Set down every record once more, exactly as given.

LISTED ENTRIES »
☆ ☆ ☆ ☆ ☆ ☆ ☆

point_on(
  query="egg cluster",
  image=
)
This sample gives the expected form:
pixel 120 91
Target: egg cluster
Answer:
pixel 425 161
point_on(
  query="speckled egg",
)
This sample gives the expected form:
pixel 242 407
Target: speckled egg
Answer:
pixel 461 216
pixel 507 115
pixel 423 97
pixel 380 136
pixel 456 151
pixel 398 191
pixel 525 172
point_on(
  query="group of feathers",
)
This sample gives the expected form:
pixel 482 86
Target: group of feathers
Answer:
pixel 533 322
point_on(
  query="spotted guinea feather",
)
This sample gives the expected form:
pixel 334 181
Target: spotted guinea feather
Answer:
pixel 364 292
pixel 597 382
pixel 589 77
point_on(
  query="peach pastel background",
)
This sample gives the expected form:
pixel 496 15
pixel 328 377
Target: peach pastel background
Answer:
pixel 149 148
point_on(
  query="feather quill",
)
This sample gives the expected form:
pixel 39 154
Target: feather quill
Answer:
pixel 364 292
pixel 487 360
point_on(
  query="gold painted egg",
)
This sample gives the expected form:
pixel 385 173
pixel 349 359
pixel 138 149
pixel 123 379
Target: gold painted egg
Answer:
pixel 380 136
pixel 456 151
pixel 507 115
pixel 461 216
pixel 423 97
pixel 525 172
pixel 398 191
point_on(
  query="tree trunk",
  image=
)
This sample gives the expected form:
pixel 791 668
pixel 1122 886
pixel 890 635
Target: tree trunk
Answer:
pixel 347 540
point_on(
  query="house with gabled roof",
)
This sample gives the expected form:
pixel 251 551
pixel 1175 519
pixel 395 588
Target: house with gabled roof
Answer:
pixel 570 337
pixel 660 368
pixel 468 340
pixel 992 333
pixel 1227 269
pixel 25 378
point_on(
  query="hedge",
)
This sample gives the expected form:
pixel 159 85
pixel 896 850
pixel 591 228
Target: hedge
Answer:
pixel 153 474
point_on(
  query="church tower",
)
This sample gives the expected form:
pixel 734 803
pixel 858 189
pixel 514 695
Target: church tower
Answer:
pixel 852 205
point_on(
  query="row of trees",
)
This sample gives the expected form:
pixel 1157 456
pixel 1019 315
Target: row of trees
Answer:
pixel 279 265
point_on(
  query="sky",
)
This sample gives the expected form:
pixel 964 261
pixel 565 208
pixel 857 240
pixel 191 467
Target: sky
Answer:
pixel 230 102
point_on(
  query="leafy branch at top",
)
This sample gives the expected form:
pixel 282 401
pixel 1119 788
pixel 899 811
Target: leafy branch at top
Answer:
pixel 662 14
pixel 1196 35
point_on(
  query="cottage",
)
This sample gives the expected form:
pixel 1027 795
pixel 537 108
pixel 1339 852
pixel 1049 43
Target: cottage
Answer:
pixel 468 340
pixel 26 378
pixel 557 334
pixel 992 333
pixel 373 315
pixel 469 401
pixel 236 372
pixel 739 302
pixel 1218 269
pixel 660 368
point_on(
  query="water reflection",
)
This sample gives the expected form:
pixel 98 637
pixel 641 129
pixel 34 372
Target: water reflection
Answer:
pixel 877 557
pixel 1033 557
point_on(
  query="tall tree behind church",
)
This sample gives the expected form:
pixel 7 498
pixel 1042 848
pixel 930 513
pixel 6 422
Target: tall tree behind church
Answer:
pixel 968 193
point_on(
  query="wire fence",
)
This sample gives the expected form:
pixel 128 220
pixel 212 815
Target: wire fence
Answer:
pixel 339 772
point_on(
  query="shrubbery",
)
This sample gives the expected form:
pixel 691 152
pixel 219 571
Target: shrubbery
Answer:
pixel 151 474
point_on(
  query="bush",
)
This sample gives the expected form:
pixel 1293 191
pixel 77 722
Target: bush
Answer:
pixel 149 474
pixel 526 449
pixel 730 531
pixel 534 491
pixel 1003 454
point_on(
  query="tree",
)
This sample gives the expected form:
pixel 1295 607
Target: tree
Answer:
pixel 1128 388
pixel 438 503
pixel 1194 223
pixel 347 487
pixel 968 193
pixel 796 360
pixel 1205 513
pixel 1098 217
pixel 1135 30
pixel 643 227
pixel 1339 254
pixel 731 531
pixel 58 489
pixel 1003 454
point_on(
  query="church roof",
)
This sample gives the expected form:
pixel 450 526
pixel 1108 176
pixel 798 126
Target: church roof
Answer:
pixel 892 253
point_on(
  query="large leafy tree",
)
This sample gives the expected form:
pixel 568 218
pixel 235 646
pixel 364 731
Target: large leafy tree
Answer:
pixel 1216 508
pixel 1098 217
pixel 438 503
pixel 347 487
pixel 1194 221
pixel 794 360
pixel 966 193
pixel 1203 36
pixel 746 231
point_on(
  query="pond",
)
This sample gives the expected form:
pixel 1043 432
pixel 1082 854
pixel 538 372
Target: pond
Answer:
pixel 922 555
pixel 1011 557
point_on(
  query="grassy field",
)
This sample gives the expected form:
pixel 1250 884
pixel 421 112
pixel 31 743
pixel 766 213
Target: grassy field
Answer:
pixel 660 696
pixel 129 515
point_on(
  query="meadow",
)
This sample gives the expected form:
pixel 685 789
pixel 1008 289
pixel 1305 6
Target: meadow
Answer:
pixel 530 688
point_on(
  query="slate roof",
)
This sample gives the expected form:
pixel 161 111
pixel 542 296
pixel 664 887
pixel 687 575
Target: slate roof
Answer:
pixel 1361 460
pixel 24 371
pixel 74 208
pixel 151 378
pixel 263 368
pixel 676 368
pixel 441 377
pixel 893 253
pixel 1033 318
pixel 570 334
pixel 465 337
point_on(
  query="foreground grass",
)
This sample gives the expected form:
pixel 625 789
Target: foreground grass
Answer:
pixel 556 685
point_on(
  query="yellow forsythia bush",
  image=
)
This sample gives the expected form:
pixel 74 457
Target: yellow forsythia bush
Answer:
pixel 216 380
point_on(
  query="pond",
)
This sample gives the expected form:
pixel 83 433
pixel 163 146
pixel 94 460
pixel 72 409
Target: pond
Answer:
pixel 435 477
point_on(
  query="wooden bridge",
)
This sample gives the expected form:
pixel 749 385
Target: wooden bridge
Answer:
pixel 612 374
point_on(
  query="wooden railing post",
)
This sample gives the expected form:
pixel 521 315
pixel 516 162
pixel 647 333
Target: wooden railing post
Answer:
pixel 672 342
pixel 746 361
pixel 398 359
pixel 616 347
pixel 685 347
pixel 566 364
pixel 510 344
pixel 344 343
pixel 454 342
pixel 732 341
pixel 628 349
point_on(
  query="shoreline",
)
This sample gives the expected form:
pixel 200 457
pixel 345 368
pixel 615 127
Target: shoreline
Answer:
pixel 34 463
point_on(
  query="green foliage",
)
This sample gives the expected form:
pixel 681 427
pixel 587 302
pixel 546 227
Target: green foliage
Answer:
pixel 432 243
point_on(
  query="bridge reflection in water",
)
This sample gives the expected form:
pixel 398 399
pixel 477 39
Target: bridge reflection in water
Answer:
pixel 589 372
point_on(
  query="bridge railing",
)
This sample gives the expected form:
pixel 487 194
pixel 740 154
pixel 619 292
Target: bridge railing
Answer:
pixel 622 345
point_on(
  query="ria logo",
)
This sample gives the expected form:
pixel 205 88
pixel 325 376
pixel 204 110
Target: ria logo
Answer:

☆ ☆ ☆ ☆ ☆ ☆ ☆

WRITTEN ANSWER »
point_on(
  query="egg cluster",
  image=
)
This sample gives the expected form:
pixel 120 91
Target: egg cluster
Answer:
pixel 425 161
point_on(
  query="speckled egg",
)
This sample gives the expected form:
pixel 242 407
Target: speckled egg
Answer:
pixel 461 216
pixel 507 115
pixel 423 97
pixel 380 136
pixel 456 151
pixel 398 191
pixel 525 172
point_on(
  query="group of feathers",
)
This sample gives the expected form:
pixel 482 86
Target: group of feathers
Answer:
pixel 533 322
point_on(
  query="spotted guinea feather",
)
This sample gives the expected form:
pixel 334 181
Target: spotted guinea feather
Answer:
pixel 364 292
pixel 597 382
pixel 589 77
point_on(
  query="peach pastel background",
)
This sample gives the expected form:
pixel 496 15
pixel 328 377
Target: peach pastel background
Answer:
pixel 149 148
point_on(
  query="feather quill",
)
This sample gives the expected form:
pixel 39 154
Target: feather quill
Answer:
pixel 364 292
pixel 487 360
point_on(
  query="gold painted egg",
)
This sample gives the expected form:
pixel 385 173
pixel 349 359
pixel 138 149
pixel 123 379
Target: gold painted egg
Answer:
pixel 380 136
pixel 456 151
pixel 507 115
pixel 461 216
pixel 423 97
pixel 525 172
pixel 398 191
point_on(
  query="tree trunk",
  image=
)
This sample gives the expected form:
pixel 791 668
pixel 1122 886
pixel 890 635
Target: tree trunk
Answer:
pixel 347 540
point_on(
  query="house with gabled roof",
)
This sample gives the expected form:
pixel 251 551
pixel 1175 519
pixel 395 588
Target: house with gabled roof
Answer:
pixel 570 337
pixel 660 368
pixel 468 340
pixel 992 333
pixel 1227 269
pixel 25 378
point_on(
  query="hedge",
)
This sample gives the expected form:
pixel 159 85
pixel 896 850
pixel 591 228
Target: hedge
Answer:
pixel 153 474
point_on(
  query="church tower",
)
This sample gives the expected form:
pixel 734 803
pixel 858 189
pixel 514 695
Target: church tower
Answer:
pixel 852 205
point_on(
  query="row of trees",
)
This sample gives the expected form:
pixel 1157 456
pixel 1019 315
Target: row of trees
Answer:
pixel 279 265
point_on(
  query="sky",
)
This sample gives the expected form:
pixel 964 261
pixel 565 208
pixel 857 240
pixel 191 467
Target: sky
Answer:
pixel 230 102
point_on(
  query="leafy branch at top",
)
This sample gives the expected form:
pixel 282 401
pixel 1119 788
pixel 899 811
Target: leafy branch at top
Answer:
pixel 662 14
pixel 1196 35
point_on(
  query="cottage",
)
This sample gives the expected form:
pixel 1027 795
pixel 537 108
pixel 1339 852
pixel 1049 43
Target: cottage
Answer:
pixel 468 340
pixel 26 378
pixel 557 334
pixel 992 333
pixel 373 315
pixel 469 401
pixel 236 372
pixel 739 302
pixel 1218 269
pixel 660 368
point_on(
  query="water reflection",
)
This sample gives the expected form:
pixel 98 637
pixel 641 129
pixel 34 372
Target: water reflection
Answer:
pixel 877 557
pixel 1033 557
point_on(
  query="tall tree behind church",
)
This sample gives the expected form:
pixel 7 498
pixel 1042 848
pixel 930 513
pixel 6 422
Target: tall tree behind church
Answer:
pixel 968 193
point_on(
  query="wire fence",
)
This sample gives the expected form:
pixel 128 220
pixel 212 815
Target: wire fence
Answer:
pixel 339 772
point_on(
  query="shrubbery",
)
This sample gives the expected form:
pixel 691 152
pixel 219 571
Target: shrubbery
Answer:
pixel 151 474
point_on(
  query="bush",
)
This sample gives the expected form:
pixel 1293 191
pixel 77 722
Target: bush
Answer:
pixel 149 474
pixel 526 449
pixel 730 531
pixel 534 491
pixel 1003 454
point_on(
  query="tree",
)
This sample gives the expected form:
pixel 1295 607
Target: tree
Answer:
pixel 1128 388
pixel 438 503
pixel 1194 223
pixel 347 487
pixel 968 193
pixel 796 360
pixel 1205 513
pixel 1098 217
pixel 1135 30
pixel 643 227
pixel 1339 254
pixel 731 531
pixel 58 489
pixel 1003 454
point_on(
  query="church roof",
)
This sample gives the expected form:
pixel 450 526
pixel 1108 176
pixel 798 126
Target: church roof
Answer:
pixel 892 253
point_on(
  query="large leafy tree",
)
This sample gives the expected form:
pixel 568 218
pixel 235 646
pixel 364 731
Target: large leafy tree
Answer:
pixel 1216 508
pixel 1098 217
pixel 438 503
pixel 347 487
pixel 1194 221
pixel 794 360
pixel 966 193
pixel 1203 36
pixel 746 231
point_on(
  query="pond",
)
This sample gives the expected form:
pixel 1043 432
pixel 1082 854
pixel 538 372
Target: pond
Answer:
pixel 922 555
pixel 1011 557
point_on(
  query="grassy field",
)
This sample gives the expected form:
pixel 1250 884
pixel 421 112
pixel 31 743
pixel 766 213
Target: grassy field
Answer:
pixel 660 696
pixel 129 515
point_on(
  query="meadow",
)
This sample gives the expected form:
pixel 685 789
pixel 1008 289
pixel 1305 6
Target: meadow
Answer:
pixel 530 688
point_on(
  query="slate roof",
)
This sample gives the expected form:
pixel 161 111
pixel 542 296
pixel 664 887
pixel 687 575
Target: slate roof
Answer:
pixel 1361 460
pixel 24 371
pixel 74 208
pixel 151 378
pixel 263 368
pixel 676 368
pixel 441 377
pixel 893 253
pixel 1033 318
pixel 570 334
pixel 465 337
point_on(
  query="foreground grass",
)
This sample gives the expected form:
pixel 625 789
Target: foreground grass
Answer:
pixel 556 685
point_on(
  query="yellow forsythia bush",
  image=
)
This sample gives the expected form:
pixel 74 457
Target: yellow forsythia bush
Answer:
pixel 216 380
point_on(
  query="pond",
)
This sample gives the expected form:
pixel 83 433
pixel 163 146
pixel 94 460
pixel 72 409
Target: pond
Answer:
pixel 435 477
point_on(
  query="wooden bridge",
)
This sample gives the expected form:
pixel 749 385
Target: wooden bridge
Answer:
pixel 612 374
point_on(
  query="wooden railing post",
)
This sample gives the expected form:
pixel 521 315
pixel 516 162
pixel 647 333
Target: wooden railing post
Answer:
pixel 672 342
pixel 746 361
pixel 398 359
pixel 616 347
pixel 685 347
pixel 566 364
pixel 510 344
pixel 344 343
pixel 454 342
pixel 732 341
pixel 628 349
point_on(
  query="shoreline",
)
This sample gives the expected form:
pixel 200 457
pixel 345 368
pixel 615 127
Target: shoreline
Answer:
pixel 34 463
point_on(
  query="green foliage",
)
This sample gives the expected form:
pixel 681 427
pixel 587 302
pixel 546 227
Target: green foliage
Answer:
pixel 432 243
point_on(
  query="bridge reflection in water",
)
This sample gives the expected form:
pixel 398 399
pixel 477 39
Target: bridge reflection in water
Answer:
pixel 589 372
point_on(
  query="bridge railing",
)
This sample gives the expected form:
pixel 487 194
pixel 740 154
pixel 619 292
Target: bridge railing
Answer:
pixel 622 345
point_on(
  query="ria logo",
)
This sample gives the expected form:
pixel 205 88
pixel 325 376
pixel 204 110
Target: ria logo
Answer:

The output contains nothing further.